ACTIVITY: Line by line, copy the data below exactly.

[Saved entries]
★ ★ ★ ★

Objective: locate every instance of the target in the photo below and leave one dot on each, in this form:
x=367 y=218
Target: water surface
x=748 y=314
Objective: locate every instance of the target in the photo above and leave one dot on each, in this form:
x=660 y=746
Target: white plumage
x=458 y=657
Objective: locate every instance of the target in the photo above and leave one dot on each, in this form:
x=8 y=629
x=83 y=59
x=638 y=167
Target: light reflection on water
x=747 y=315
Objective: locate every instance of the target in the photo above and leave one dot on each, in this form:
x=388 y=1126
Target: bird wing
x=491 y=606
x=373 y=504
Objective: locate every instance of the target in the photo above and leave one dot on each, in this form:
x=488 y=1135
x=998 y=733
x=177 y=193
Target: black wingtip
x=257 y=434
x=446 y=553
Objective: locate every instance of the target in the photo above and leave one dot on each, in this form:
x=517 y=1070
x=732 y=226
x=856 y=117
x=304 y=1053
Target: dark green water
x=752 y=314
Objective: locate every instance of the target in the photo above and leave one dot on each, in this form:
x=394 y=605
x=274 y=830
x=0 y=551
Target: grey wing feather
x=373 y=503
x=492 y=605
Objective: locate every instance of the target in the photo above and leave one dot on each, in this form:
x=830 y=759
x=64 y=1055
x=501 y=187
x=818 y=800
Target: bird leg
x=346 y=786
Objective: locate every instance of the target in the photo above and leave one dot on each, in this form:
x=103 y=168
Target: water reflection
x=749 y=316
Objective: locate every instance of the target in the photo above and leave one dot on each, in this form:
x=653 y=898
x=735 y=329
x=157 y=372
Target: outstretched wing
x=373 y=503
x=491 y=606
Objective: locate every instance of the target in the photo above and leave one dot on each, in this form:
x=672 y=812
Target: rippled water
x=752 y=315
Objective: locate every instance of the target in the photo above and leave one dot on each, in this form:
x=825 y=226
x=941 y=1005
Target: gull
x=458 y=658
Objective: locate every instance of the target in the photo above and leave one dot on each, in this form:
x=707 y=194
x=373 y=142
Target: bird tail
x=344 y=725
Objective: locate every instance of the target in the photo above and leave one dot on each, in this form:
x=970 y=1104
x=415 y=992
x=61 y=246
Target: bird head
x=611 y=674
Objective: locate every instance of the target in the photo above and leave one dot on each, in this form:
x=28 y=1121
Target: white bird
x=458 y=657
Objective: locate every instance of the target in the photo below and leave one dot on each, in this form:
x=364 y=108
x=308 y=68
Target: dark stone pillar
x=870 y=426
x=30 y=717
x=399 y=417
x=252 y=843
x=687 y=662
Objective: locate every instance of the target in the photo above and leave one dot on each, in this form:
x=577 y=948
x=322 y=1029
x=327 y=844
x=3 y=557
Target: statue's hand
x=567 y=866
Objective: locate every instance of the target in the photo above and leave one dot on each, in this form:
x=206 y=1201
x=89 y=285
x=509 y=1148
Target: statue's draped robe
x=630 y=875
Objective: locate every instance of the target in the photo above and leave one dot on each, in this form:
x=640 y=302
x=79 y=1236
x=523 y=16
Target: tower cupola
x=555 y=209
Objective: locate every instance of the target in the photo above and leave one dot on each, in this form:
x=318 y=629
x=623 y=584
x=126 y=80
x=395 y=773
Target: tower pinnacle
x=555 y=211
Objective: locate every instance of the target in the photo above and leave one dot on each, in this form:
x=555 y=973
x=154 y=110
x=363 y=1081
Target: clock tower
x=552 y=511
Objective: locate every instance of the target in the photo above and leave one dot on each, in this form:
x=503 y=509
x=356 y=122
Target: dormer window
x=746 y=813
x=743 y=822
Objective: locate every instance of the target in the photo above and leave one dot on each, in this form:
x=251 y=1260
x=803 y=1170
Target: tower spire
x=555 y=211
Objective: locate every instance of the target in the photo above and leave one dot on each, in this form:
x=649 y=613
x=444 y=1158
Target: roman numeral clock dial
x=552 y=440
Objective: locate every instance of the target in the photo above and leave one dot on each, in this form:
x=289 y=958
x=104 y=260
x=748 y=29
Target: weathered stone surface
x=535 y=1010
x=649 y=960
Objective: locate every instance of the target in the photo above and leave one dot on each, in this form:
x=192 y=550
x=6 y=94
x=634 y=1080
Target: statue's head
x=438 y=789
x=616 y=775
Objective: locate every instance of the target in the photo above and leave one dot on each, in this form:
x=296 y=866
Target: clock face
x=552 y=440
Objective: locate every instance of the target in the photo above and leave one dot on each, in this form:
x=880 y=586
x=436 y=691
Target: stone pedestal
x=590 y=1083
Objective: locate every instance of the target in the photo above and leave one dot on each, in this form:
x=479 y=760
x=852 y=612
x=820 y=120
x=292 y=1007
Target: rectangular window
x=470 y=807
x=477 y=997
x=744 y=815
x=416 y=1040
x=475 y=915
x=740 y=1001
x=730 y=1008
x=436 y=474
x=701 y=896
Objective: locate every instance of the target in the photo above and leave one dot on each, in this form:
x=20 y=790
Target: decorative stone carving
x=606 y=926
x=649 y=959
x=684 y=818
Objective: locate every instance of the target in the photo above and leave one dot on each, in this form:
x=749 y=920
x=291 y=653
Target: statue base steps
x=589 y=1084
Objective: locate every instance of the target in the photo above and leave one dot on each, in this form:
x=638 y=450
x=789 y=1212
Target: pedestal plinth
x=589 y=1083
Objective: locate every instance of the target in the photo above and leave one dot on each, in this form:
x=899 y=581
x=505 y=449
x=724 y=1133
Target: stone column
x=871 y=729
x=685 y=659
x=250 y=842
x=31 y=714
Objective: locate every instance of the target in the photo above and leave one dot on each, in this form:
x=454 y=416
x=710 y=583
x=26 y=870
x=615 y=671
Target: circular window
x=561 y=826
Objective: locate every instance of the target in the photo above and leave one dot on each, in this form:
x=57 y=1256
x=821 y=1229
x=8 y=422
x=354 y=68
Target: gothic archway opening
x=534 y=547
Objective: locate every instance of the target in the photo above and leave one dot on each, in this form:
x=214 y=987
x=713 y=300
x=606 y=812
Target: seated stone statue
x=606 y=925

★ ★ ★ ★

REPLY TO THE TASK:
Objective: locate every instance of the target in the photo below and leave one dot on each, in this form:
x=367 y=218
Target: water surface
x=748 y=314
Objective: locate every instance of the target in the photo above and leave one dot on each, in this form:
x=660 y=746
Target: white plumage
x=458 y=657
Objective: locate every instance of the target in the photo above and leave one dot on each, in this form:
x=8 y=629
x=83 y=59
x=638 y=167
Target: light reflection on water
x=747 y=315
Objective: locate every instance of the target in the photo above and leave one dot on each, in this form:
x=388 y=1126
Target: bird wing
x=491 y=606
x=373 y=504
Objective: locate every instance of the target in the photo above and leave one dot on each, in this form:
x=488 y=1135
x=998 y=733
x=177 y=193
Target: black wingtip
x=257 y=434
x=446 y=553
Objective: locate every instance of the target in the photo above and leave one dot on each, in this form:
x=517 y=1070
x=732 y=226
x=856 y=117
x=304 y=1053
Target: dark green water
x=752 y=314
Objective: locate every instance of the target in the photo above and leave one dot on each, in this form:
x=394 y=605
x=274 y=830
x=0 y=551
Target: grey wing feather
x=373 y=503
x=492 y=605
Objective: locate every instance of the target in the photo above and leave one dot on each, in this form:
x=830 y=759
x=64 y=1055
x=501 y=187
x=818 y=800
Target: bird leg
x=346 y=786
Objective: locate every instance of the target in the photo above and leave one dot on each, in this form:
x=103 y=168
Target: water reflection
x=749 y=316
Objective: locate every instance of the target in the photo above and leave one dot on each, in this form:
x=653 y=898
x=735 y=329
x=157 y=372
Target: outstretched wing
x=373 y=503
x=491 y=606
Objective: locate every instance of the target in the photo above and leave one dot on each, in this form:
x=672 y=812
Target: rippled water
x=752 y=315
Objective: locate every instance of the target in the photo above and leave one dot on each, in this form:
x=825 y=226
x=941 y=1005
Target: gull
x=458 y=658
Objective: locate every instance of the target in the photo above and leave one dot on each, in this form:
x=707 y=194
x=373 y=142
Target: bird tail
x=344 y=725
Objective: locate every instance of the target in the photo above and leave one dot on each, in this form:
x=970 y=1104
x=415 y=992
x=61 y=246
Target: bird head
x=611 y=674
Objective: locate every instance of the target in the photo above and leave one dot on each, in this form:
x=28 y=1121
Target: white bird
x=458 y=657
Objective: locate every instance of the target in the photo below and leave one dot on each, in this form:
x=364 y=108
x=308 y=68
Target: dark stone pillar
x=870 y=426
x=30 y=717
x=399 y=417
x=252 y=843
x=687 y=662
Objective: locate every instance of the target in the photo above and leave one dot on each, in this form:
x=577 y=948
x=322 y=1029
x=327 y=844
x=3 y=557
Target: statue's hand
x=567 y=866
Objective: locate every instance of the target in the photo above and leave one dot on each, in this form:
x=206 y=1201
x=89 y=285
x=509 y=1148
Target: statue's draped robe
x=630 y=875
Objective: locate every instance of the target in the photo above and leave one dot on each, in this form:
x=640 y=302
x=79 y=1236
x=523 y=16
Target: tower cupola
x=555 y=209
Objective: locate every instance of the target in the photo above and leave one dot on each, in this form:
x=318 y=629
x=623 y=584
x=126 y=80
x=395 y=773
Target: tower pinnacle
x=555 y=211
Objective: locate every instance of the target in the photo above and leave one dot on each, in this form:
x=555 y=973
x=154 y=110
x=363 y=1081
Target: clock tower
x=552 y=511
Objective: locate every instance of the target in the photo above and leave one dot on each, in this form:
x=503 y=509
x=356 y=122
Target: dormer window
x=746 y=813
x=743 y=822
Objective: locate every instance of the target in the photo above and leave one dot on each, in this form:
x=251 y=1260
x=803 y=1170
Target: tower spire
x=555 y=211
Objective: locate every instance of the target in the photo above and leave one dot on each, in this form:
x=649 y=613
x=444 y=1158
Target: roman numeral clock dial
x=552 y=440
Objective: locate every instance of the target in the photo above and leave one dot on each, in this form:
x=289 y=958
x=104 y=260
x=748 y=29
Target: weathered stone surface
x=535 y=1010
x=649 y=960
Objective: locate every instance of the target in the photo above and leave one dot on each, in this form:
x=192 y=550
x=6 y=94
x=634 y=1080
Target: statue's head
x=438 y=789
x=616 y=775
Objective: locate every instance of the target in the photo above and leave one dot on each, in this form:
x=296 y=866
Target: clock face
x=552 y=440
Objective: locate every instance of the target in the photo above and leave one dot on each, in this form:
x=880 y=586
x=436 y=691
Target: stone pedestal
x=590 y=1083
Objective: locate every instance of the target in the photo above and leave one dot on each, in this form:
x=479 y=760
x=852 y=612
x=820 y=120
x=292 y=1007
Target: rectangular window
x=470 y=807
x=477 y=997
x=744 y=815
x=416 y=1040
x=475 y=915
x=740 y=1001
x=730 y=1008
x=436 y=474
x=701 y=896
Objective: locate every instance of the target in the photo above and leave one dot on each, in this form:
x=20 y=790
Target: decorative stone carving
x=606 y=926
x=649 y=959
x=684 y=818
Objective: locate every instance of the target in the photo above and leave one dot on each, in this form:
x=749 y=920
x=291 y=653
Target: statue base steps
x=589 y=1084
Objective: locate every instance of the target in the photo above and leave one dot on each, in this form:
x=638 y=450
x=789 y=1212
Target: pedestal plinth
x=589 y=1083
Objective: locate every instance of the target in the photo above and leave one dot on each, in this form:
x=899 y=581
x=505 y=449
x=724 y=1133
Target: stone column
x=871 y=729
x=685 y=659
x=250 y=842
x=31 y=714
Objective: locate every instance of the target in the photo above and leave one dot on each, in this form:
x=454 y=416
x=710 y=583
x=26 y=870
x=615 y=671
Target: circular window
x=561 y=826
Objective: locate every instance of the target in the photo above and leave one dot on each, in this form:
x=57 y=1256
x=821 y=1229
x=8 y=422
x=354 y=68
Target: gothic archway opening
x=534 y=547
Objective: locate every instance of the target in the photo above and leave one dot on each, in this form:
x=214 y=987
x=713 y=300
x=606 y=812
Target: seated stone statue
x=606 y=925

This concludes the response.